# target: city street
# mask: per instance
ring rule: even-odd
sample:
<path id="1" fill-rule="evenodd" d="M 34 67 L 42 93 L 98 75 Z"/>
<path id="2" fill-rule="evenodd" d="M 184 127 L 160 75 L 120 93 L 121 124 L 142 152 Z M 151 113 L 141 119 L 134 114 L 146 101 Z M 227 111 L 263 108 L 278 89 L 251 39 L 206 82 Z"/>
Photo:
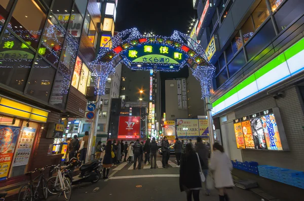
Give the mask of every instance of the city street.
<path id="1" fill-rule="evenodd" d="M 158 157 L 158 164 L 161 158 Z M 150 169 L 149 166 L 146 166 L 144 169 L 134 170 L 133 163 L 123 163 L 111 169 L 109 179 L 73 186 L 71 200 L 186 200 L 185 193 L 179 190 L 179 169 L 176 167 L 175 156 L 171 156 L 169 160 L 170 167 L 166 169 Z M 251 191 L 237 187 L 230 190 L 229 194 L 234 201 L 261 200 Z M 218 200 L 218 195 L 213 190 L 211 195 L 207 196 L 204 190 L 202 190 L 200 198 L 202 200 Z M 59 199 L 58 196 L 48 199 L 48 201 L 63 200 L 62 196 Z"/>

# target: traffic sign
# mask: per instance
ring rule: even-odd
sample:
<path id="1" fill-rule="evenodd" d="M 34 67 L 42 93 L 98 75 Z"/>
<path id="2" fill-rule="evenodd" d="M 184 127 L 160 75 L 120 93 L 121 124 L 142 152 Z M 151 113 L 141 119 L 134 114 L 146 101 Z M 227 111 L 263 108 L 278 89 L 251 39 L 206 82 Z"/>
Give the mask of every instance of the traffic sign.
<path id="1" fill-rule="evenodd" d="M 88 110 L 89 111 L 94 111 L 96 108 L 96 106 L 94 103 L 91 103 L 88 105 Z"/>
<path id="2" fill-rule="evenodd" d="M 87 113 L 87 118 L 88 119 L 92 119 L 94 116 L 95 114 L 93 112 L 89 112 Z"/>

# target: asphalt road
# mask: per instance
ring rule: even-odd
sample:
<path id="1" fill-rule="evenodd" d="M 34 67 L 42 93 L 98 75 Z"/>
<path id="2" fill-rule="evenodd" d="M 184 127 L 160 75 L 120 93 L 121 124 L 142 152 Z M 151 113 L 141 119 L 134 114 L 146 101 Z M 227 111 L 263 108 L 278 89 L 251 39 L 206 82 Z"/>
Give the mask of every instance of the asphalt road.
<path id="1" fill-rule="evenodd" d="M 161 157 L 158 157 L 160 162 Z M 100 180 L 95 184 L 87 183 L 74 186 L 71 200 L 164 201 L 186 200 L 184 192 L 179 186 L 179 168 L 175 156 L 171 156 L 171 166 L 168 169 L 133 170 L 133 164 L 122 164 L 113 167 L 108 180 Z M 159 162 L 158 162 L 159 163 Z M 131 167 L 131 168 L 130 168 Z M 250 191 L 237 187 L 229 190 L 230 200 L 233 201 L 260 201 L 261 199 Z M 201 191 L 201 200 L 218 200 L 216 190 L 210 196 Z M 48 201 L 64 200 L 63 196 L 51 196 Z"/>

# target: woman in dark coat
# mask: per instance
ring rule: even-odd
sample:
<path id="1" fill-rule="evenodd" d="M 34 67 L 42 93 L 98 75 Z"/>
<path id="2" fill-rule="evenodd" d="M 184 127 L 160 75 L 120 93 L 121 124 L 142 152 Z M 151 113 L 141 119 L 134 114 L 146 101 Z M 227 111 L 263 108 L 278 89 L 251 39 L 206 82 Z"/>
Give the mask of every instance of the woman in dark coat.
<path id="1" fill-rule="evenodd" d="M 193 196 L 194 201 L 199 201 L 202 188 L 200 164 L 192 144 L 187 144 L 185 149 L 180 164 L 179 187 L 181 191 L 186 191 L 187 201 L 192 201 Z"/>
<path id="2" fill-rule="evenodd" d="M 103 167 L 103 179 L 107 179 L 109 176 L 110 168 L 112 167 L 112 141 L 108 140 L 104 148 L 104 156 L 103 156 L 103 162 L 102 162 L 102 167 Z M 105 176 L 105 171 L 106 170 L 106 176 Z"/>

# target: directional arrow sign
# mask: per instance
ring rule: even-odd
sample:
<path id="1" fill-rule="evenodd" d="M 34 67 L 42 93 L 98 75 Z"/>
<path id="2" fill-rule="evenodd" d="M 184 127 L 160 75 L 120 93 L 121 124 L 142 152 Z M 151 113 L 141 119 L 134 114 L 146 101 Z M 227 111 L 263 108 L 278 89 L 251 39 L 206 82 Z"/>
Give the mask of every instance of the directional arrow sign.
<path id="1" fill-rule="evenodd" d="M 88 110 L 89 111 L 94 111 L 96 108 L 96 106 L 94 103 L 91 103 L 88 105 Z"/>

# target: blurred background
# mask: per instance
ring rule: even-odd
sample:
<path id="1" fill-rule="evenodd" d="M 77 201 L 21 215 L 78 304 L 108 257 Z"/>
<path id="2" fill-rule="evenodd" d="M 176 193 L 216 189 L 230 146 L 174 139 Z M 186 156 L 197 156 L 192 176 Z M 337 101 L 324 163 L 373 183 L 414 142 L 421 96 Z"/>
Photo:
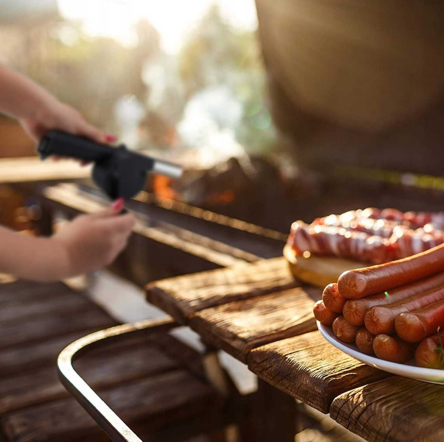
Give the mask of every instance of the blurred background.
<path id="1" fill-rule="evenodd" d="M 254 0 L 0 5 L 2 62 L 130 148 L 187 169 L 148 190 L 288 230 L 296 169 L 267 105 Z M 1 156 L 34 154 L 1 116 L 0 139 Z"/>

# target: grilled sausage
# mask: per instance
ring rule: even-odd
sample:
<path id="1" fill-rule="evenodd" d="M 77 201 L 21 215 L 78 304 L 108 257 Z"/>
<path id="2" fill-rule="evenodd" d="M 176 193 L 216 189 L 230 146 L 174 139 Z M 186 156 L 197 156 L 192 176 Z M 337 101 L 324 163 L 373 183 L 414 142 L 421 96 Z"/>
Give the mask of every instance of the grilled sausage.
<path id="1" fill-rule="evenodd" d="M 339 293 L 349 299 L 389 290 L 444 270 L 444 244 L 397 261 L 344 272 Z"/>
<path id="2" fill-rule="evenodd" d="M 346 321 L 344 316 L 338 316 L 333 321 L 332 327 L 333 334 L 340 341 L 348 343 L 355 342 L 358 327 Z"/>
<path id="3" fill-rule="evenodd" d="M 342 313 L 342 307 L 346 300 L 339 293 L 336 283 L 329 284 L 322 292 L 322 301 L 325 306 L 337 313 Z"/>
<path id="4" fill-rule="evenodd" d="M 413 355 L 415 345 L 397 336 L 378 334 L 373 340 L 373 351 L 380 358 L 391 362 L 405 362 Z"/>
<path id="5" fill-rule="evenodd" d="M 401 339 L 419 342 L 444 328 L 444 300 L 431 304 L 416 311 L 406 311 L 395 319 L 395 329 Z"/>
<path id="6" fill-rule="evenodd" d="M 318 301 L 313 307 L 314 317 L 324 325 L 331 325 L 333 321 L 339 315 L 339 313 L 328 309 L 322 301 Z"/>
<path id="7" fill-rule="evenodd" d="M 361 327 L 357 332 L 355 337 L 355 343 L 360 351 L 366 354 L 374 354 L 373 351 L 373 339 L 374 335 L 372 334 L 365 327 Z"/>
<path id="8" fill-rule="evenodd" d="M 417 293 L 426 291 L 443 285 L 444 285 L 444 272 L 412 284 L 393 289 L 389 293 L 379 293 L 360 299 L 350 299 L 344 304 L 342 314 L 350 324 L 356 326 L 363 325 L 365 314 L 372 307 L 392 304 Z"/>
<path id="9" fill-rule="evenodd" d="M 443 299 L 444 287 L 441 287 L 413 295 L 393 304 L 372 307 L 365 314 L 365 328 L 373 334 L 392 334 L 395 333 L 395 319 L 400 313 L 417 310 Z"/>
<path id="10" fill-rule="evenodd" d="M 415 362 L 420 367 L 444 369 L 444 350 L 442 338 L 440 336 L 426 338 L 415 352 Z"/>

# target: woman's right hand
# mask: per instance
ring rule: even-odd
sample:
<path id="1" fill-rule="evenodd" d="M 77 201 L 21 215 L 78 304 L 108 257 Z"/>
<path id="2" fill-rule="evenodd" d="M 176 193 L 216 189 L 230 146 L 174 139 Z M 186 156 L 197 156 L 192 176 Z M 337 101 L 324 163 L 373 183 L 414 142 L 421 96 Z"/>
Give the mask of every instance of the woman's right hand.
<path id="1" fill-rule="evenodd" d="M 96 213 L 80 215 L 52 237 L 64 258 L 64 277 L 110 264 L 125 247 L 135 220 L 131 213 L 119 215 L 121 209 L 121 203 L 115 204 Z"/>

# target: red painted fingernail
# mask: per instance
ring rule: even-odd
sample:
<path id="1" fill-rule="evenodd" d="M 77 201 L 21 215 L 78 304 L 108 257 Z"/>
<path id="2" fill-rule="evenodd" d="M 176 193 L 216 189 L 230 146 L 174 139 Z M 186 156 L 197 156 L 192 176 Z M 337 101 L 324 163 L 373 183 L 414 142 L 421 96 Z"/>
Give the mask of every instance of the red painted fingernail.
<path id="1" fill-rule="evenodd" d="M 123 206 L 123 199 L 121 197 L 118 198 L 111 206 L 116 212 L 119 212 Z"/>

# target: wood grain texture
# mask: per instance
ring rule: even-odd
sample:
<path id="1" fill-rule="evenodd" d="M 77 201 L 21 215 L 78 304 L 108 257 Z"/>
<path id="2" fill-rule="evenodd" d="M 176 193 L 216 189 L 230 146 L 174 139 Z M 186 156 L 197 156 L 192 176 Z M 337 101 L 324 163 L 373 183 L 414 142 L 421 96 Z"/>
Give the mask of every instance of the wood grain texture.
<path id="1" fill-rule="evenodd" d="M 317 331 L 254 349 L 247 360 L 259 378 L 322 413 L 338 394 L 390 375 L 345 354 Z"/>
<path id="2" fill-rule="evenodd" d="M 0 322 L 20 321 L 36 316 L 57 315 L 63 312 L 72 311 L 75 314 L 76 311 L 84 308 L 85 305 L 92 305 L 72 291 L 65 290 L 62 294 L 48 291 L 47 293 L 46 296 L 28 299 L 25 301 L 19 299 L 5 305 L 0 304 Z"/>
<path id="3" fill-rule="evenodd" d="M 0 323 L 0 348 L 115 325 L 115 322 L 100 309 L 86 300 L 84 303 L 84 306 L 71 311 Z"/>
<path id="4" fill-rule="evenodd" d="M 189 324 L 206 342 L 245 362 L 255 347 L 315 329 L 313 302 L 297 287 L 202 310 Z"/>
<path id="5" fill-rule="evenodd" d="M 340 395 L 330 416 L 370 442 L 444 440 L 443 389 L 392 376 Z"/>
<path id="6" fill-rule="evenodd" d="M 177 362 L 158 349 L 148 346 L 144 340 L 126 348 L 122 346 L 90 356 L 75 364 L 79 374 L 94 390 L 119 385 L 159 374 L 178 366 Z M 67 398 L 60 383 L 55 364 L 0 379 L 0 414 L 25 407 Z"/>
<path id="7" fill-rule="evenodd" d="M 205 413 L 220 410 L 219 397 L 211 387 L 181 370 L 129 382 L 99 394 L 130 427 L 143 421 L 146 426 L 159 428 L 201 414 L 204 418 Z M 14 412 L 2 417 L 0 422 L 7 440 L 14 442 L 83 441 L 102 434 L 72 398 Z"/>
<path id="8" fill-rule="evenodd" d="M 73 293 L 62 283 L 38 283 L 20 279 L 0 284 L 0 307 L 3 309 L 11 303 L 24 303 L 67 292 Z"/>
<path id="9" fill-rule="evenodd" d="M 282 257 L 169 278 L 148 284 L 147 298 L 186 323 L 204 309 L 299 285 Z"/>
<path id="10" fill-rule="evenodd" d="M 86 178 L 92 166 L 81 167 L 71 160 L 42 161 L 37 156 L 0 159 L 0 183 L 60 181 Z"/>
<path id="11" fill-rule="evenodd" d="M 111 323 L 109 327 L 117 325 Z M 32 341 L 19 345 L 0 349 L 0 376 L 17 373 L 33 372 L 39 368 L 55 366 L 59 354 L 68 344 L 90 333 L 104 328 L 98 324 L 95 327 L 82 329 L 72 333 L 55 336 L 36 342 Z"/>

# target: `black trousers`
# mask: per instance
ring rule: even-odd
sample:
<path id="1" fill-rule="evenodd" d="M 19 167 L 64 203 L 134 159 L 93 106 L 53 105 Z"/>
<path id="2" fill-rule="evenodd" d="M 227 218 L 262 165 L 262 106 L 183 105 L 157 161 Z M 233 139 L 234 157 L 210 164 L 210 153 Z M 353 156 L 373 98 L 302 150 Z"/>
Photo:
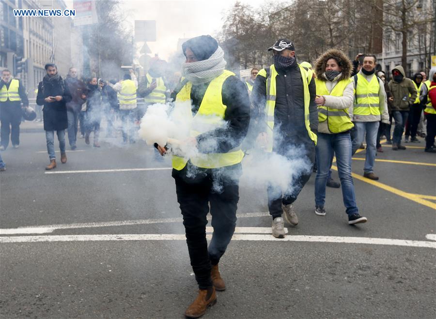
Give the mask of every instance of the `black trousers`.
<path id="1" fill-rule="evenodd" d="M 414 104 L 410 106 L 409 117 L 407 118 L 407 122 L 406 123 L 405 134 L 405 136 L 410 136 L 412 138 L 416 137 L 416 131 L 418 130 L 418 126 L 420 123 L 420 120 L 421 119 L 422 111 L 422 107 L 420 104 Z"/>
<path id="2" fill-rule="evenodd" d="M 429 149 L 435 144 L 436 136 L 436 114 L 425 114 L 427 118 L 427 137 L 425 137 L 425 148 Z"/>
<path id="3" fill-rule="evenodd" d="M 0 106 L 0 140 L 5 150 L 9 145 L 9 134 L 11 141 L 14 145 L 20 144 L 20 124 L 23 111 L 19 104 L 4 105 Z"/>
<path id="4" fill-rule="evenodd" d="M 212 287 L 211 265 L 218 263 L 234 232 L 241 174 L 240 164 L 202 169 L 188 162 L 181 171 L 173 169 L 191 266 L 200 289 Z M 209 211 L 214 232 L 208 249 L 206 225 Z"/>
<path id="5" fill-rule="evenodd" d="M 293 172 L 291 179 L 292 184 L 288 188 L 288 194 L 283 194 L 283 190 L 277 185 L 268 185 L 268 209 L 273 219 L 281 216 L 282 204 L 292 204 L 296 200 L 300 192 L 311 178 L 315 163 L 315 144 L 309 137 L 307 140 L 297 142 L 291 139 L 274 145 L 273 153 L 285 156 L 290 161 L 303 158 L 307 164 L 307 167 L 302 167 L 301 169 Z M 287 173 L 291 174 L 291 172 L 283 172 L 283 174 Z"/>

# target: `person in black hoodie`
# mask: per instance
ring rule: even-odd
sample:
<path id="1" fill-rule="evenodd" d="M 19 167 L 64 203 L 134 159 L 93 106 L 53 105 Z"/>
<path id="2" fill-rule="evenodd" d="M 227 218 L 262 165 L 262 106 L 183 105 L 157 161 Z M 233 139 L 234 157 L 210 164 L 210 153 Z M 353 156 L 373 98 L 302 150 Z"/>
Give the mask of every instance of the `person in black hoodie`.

•••••

§ **Written instruction**
Reproduce the part of the items that opens with the line containing "# target: woman's right hand" and closes with the line containing "123 206 L 123", changing every occurrence of "mask" to "outline" and leaving all else unaltered.

§ **Task answer**
# target: woman's right hand
# outline: per instance
ring rule: even-odd
sample:
<path id="1" fill-rule="evenodd" d="M 77 201 L 21 215 L 78 304 L 108 257 Z"/>
<path id="2" fill-rule="evenodd" d="M 176 193 L 216 189 L 230 146 L 174 139 Z M 186 156 L 197 156 L 192 176 Z M 337 101 L 324 163 L 373 183 L 414 142 L 421 96 Z"/>
Give the outline of every instance of the woman's right hand.
<path id="1" fill-rule="evenodd" d="M 96 213 L 80 215 L 52 237 L 64 258 L 64 277 L 110 264 L 125 247 L 135 220 L 131 213 L 119 215 L 121 209 L 121 203 L 115 204 Z"/>

# target: red painted fingernail
# outline: per instance
ring rule: even-odd
sample:
<path id="1" fill-rule="evenodd" d="M 77 201 L 21 215 L 78 304 L 108 257 Z"/>
<path id="2" fill-rule="evenodd" d="M 176 193 L 216 189 L 230 146 L 174 139 Z M 186 156 L 197 156 L 192 176 Z M 337 101 L 324 163 L 373 183 L 414 142 L 421 96 Z"/>
Give the outline of every instance of the red painted fingernail.
<path id="1" fill-rule="evenodd" d="M 123 206 L 123 199 L 121 197 L 118 198 L 111 206 L 116 212 L 119 212 Z"/>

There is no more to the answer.